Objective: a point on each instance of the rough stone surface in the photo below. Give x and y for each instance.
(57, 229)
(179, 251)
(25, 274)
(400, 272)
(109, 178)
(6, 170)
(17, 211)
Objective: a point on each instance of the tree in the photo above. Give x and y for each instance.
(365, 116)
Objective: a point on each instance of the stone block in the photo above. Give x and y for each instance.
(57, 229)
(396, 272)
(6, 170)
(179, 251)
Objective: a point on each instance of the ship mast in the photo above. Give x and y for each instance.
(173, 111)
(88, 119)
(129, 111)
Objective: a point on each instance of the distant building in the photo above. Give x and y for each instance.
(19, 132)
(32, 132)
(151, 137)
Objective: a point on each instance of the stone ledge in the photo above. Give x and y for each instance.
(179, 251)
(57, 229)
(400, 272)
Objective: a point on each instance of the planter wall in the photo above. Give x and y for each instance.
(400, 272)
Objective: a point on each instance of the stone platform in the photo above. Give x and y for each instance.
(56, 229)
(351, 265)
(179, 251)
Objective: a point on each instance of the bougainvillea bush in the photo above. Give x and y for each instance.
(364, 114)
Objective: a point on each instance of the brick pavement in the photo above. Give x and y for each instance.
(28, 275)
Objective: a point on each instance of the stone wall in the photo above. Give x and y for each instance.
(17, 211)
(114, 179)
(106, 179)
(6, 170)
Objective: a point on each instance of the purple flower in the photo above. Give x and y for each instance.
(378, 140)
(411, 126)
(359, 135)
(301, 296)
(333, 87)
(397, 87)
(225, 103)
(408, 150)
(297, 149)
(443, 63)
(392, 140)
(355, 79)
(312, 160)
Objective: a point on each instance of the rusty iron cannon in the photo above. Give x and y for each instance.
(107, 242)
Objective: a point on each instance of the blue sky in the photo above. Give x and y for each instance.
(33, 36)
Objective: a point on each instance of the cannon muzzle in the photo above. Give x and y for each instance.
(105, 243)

────────────────

Short exercise: Rewrite the lines from the one containing "Objective: a point on each instance of the cannon" through the last line, keeping the requests and raising every x and y coordinate in the answers by 11.

Solution for this task:
Objective: a point on each instance of the cannon muzzle in the photo above. Give x and y for each instance.
(116, 254)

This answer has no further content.